> **Source document**
########

Background & Summary

The pursuit of sustainable energy solutions necessitates the development of efficient processes for hydrogen production1,2,3, with methane decomposition emerging as a pivotal pathway4,5,6. However, traditional methane decomposition methods, such as dry reforming that integrates CO2 hydrogenation, face significant challenges including stringent reaction conditions and the complexity of catalytic reactions which often result in undesired byproducts and decreased selectivity7,8,9.

To address these challenges, our research focuses on optimizing methane decomposition using single-atom alloy (SAA) catalysts. SAAs are renowned for their high selectivity and efficiency, attributed to their uniform active sites10,11,12, which offer precise control over the catalytic process and potentially simplify methane decomposition to produce hydrogen without CO2 emissions13,14,15.

########

> **Dataset**
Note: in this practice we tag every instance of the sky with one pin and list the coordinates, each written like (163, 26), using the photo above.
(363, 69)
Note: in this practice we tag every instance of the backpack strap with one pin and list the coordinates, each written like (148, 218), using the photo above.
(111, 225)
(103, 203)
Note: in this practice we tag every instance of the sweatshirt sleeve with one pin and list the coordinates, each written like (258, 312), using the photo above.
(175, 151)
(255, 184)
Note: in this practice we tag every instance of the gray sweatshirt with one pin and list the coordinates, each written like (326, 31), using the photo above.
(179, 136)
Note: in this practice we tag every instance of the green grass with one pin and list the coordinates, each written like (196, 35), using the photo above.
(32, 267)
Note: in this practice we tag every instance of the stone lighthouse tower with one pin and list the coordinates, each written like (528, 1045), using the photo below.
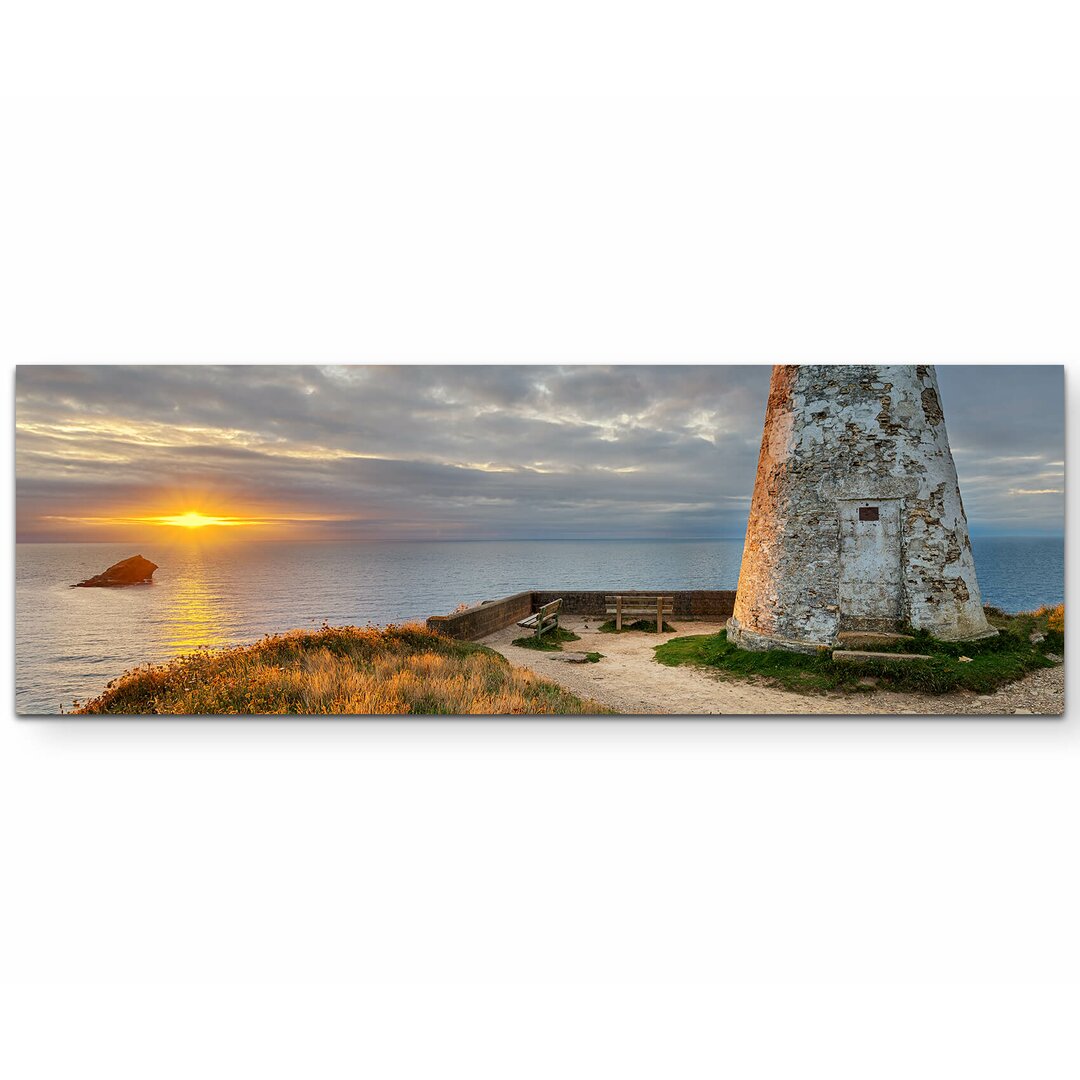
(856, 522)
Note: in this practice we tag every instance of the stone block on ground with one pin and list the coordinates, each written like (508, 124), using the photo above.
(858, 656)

########

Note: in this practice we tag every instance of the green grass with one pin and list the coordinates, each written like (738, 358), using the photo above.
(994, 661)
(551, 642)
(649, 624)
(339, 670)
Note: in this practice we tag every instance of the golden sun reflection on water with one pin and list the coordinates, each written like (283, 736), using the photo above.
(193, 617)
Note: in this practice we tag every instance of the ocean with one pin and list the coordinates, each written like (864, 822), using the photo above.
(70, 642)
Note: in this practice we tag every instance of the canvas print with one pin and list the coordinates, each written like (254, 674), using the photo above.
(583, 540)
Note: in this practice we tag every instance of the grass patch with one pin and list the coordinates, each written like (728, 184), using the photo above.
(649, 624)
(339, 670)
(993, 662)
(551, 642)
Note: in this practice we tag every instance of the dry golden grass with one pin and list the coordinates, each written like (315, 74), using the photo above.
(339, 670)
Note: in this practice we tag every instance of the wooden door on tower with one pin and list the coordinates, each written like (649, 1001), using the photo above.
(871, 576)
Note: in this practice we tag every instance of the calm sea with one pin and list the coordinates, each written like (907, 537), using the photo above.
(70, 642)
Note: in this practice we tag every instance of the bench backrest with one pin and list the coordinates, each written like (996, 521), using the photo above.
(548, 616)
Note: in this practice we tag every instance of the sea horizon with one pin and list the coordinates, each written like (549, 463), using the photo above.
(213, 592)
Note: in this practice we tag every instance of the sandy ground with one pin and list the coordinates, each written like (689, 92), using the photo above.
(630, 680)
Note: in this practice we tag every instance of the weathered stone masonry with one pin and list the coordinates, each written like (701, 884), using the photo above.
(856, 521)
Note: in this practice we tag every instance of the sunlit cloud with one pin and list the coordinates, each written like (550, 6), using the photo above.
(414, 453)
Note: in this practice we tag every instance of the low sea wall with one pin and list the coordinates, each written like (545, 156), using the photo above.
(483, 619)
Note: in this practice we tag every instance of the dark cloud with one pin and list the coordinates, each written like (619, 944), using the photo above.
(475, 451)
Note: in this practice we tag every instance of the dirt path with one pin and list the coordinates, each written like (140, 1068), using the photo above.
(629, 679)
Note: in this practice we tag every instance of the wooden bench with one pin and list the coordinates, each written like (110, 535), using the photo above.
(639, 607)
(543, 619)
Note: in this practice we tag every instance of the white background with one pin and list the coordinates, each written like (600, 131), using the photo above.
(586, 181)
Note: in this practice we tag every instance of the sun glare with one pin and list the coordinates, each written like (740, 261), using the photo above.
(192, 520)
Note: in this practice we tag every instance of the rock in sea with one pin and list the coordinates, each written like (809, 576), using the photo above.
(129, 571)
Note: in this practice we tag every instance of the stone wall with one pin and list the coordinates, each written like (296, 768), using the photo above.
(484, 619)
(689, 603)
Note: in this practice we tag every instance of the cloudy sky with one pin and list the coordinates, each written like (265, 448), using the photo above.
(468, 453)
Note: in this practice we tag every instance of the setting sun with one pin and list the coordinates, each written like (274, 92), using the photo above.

########

> **Work instructions**
[a] Answer these questions from the methane decomposition text:
(i) Which traditional method does it say integrates CO2 hydrogenation?
(ii) What kind of catalyst does the research use to optimize methane decomposition?
(iii) To what does it attribute the high selectivity and efficiency of these catalysts?
[b] Can you carry on the methane decomposition text after its last sentence?
The records are separate material from the methane decomposition text.

> **Written responses**
[a]
(i) Dry reforming.
(ii) Single-atom alloy (SAA) catalysts.
(iii) Their uniform active sites.

[b]
Several databases, such as the Open Catalyst Project16 and Catalyst Hub17, provide substantial data on catalytic reactions, particularly with a focus on thermodynamic properties like adsorption and reaction energies. However, DFT calculations tend to emphasize these thermodynamic aspects, leaving gaps in kinetic parameters, especially reaction energy barriers. Data related to methane dry reforming, in particular, is urgently needed to bridge these gaps.

To accelerate the development and optimization of SAAs for methane decomposition, machine learning (ML) and density functional theory (DFT) techniques are employed. These widely utilized computational tools predict and validate the dissociation energy barriers on various SAA surfaces, identifying catalysts with optimal performance18,19,20,21,22,23,24. This approach not only enhances the efficiency of catalyst screening but also significantly reduces the time and resources typically required for experimental testing25.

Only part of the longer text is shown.